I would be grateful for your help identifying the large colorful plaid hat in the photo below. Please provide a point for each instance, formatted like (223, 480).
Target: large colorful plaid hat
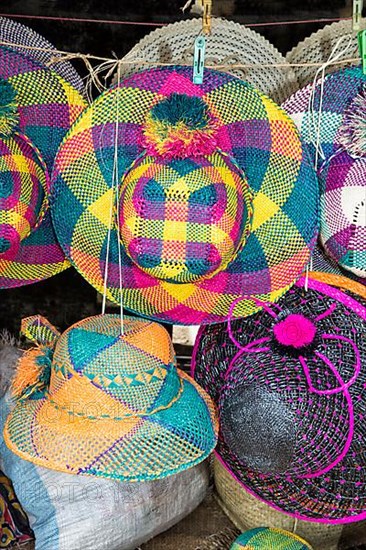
(342, 160)
(27, 41)
(216, 197)
(269, 538)
(48, 105)
(290, 384)
(97, 402)
(28, 248)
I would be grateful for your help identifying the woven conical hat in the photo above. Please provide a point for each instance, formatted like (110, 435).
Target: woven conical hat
(317, 48)
(229, 44)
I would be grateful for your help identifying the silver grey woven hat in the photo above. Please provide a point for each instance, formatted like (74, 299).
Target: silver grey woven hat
(16, 33)
(317, 48)
(228, 44)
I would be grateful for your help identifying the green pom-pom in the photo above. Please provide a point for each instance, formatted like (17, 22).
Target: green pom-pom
(193, 111)
(9, 116)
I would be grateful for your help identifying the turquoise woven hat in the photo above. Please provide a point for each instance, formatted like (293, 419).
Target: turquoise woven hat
(269, 538)
(96, 402)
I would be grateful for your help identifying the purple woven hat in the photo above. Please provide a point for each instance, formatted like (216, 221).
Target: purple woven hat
(43, 51)
(341, 123)
(37, 107)
(290, 385)
(47, 104)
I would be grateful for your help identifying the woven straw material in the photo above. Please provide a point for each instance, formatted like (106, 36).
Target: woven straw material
(259, 139)
(287, 429)
(229, 43)
(247, 512)
(16, 33)
(326, 270)
(341, 174)
(317, 48)
(115, 405)
(47, 104)
(269, 538)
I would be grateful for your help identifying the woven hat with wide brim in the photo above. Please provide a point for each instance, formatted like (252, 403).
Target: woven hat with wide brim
(269, 538)
(317, 48)
(338, 114)
(38, 107)
(97, 402)
(229, 45)
(290, 386)
(32, 44)
(216, 196)
(48, 105)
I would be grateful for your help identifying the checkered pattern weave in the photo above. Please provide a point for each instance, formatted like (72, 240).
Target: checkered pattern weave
(269, 538)
(264, 144)
(115, 406)
(341, 174)
(47, 107)
(16, 33)
(182, 222)
(285, 434)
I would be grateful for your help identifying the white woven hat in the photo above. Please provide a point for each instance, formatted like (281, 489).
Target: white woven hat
(229, 43)
(317, 48)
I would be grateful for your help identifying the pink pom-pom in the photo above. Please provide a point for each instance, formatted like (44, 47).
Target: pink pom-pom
(295, 331)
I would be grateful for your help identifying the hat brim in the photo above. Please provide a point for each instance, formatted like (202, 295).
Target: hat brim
(337, 496)
(339, 89)
(48, 105)
(132, 449)
(32, 44)
(265, 144)
(39, 257)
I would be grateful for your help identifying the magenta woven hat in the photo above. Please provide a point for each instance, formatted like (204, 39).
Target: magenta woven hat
(195, 195)
(290, 385)
(342, 161)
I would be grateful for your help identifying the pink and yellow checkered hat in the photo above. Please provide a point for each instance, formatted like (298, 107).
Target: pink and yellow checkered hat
(193, 195)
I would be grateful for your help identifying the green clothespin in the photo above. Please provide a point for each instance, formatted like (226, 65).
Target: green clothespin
(362, 48)
(357, 14)
(199, 59)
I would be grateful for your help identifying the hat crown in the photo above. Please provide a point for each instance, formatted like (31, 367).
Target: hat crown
(183, 220)
(135, 369)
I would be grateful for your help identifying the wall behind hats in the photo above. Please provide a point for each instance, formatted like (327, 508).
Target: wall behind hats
(66, 298)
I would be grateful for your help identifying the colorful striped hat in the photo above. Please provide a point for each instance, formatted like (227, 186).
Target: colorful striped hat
(290, 385)
(37, 107)
(342, 161)
(97, 402)
(206, 187)
(269, 538)
(48, 105)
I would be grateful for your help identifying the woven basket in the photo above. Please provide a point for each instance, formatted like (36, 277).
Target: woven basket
(247, 512)
(317, 48)
(16, 33)
(229, 43)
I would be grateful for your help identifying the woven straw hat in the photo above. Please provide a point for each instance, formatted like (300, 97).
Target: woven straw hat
(342, 164)
(28, 248)
(267, 538)
(248, 512)
(290, 386)
(47, 104)
(32, 44)
(95, 402)
(228, 44)
(211, 201)
(317, 48)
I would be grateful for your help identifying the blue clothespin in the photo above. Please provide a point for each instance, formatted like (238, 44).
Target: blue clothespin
(357, 14)
(199, 59)
(362, 49)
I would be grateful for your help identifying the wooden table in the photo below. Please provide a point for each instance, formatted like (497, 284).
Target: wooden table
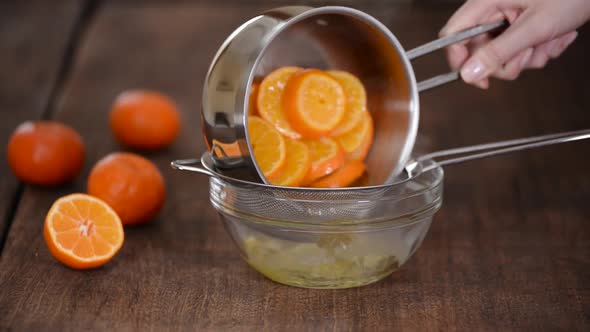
(509, 250)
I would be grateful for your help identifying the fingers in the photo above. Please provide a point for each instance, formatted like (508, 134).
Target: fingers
(524, 33)
(512, 68)
(551, 50)
(475, 12)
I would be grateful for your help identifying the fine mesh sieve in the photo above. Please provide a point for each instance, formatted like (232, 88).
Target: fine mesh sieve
(305, 205)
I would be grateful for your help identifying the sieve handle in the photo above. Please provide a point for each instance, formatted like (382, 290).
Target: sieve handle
(444, 42)
(496, 148)
(192, 165)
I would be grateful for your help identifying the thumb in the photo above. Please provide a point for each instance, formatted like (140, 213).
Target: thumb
(525, 32)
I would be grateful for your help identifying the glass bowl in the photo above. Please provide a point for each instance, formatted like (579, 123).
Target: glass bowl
(328, 238)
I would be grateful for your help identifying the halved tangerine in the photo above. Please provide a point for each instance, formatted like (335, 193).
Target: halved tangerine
(270, 100)
(326, 157)
(314, 103)
(268, 146)
(356, 100)
(83, 231)
(297, 164)
(357, 142)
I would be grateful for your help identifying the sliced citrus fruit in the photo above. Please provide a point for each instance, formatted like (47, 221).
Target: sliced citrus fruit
(357, 142)
(326, 157)
(226, 149)
(268, 146)
(297, 164)
(270, 100)
(343, 177)
(356, 100)
(83, 231)
(252, 108)
(314, 103)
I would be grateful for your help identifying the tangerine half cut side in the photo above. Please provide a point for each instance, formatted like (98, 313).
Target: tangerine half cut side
(82, 231)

_ _ _

§ **Problem requirements**
Your task is to copy word for word the lines from the line containing "I would be grateful for your help identifying the blue" to the end of the listing, both included, and to drop any pictures.

§ **Solution**
I would be grateful for your help identifying the blue clothespin in the photo above. Please provide a point for each instance, formatted like (238, 44).
Target: blue clothespin
(357, 14)
(199, 59)
(362, 49)
I would be grateful for your help identifying the wooden table in the photo below. Please provide a point for each instance, formatted like (497, 284).
Target: wooden table
(509, 250)
I would be grateful for your help identifying the fingers in the photo above. Please provide a point for each instance, formatted like (508, 134).
Target: fingers
(524, 33)
(512, 68)
(551, 50)
(475, 12)
I would be grateful for your help identifying the fine mesh sieve in the photo above. Please provide a point for each instance, formatted like (232, 88).
Target: fine mesh sieve
(305, 205)
I would be grateful for your help identifying the sieve handle in the photo above. Please provide a point for each instance, formatted like (382, 290).
Target: sieve handle
(444, 42)
(496, 148)
(192, 165)
I would be grateful for your help identifying the thumb in the photo above. Please provide a point for each instance, formatted like (140, 213).
Target: thumb
(525, 32)
I would be grateful for your help identifying the glass bowl in the photo above. Please provide a point for each instance, formatted like (579, 123).
Target: glass bowl
(328, 238)
I would be grateful for your help identifying the halved tangerine in the photo above. Please provide a point for each instance, formatted like (335, 193).
Target: halved tangerine
(270, 100)
(326, 157)
(314, 103)
(268, 146)
(356, 100)
(83, 231)
(297, 164)
(357, 142)
I would be grateful for your help identifying the sliced citrus fruit in the photo above. Please provide a point for each instance, formatted like (47, 221).
Target: sliced citrus fruit
(357, 142)
(326, 157)
(226, 149)
(268, 146)
(297, 164)
(270, 100)
(343, 177)
(356, 100)
(83, 231)
(252, 108)
(314, 103)
I would be grateful for your help identifying the tangerine half cut side in the photo above. Please provide a point for each instance, formatted like (98, 313).
Target: tangerine half cut side
(82, 231)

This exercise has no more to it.